- Required task
Gather every line of the listing below that contains the string "canyon", matching case exactly.

━━━━━━

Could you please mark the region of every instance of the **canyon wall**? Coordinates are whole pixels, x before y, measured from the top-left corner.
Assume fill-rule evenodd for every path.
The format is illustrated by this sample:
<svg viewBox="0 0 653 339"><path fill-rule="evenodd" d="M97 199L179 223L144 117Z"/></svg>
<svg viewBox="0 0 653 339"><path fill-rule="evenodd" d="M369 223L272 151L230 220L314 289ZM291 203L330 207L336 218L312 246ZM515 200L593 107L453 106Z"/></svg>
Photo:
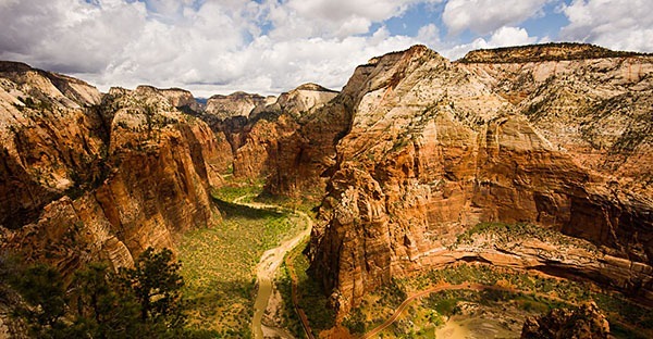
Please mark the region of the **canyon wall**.
<svg viewBox="0 0 653 339"><path fill-rule="evenodd" d="M0 243L69 274L85 262L133 263L219 221L209 188L231 153L176 106L184 90L96 88L0 64Z"/></svg>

━━━━━━

- Solution to the problem
Could you please mark the region of every instance of the **canyon wall**? Coordinates are whole pixels, x before y, measured from the top-left corner.
Please mark the region of the **canyon wall**.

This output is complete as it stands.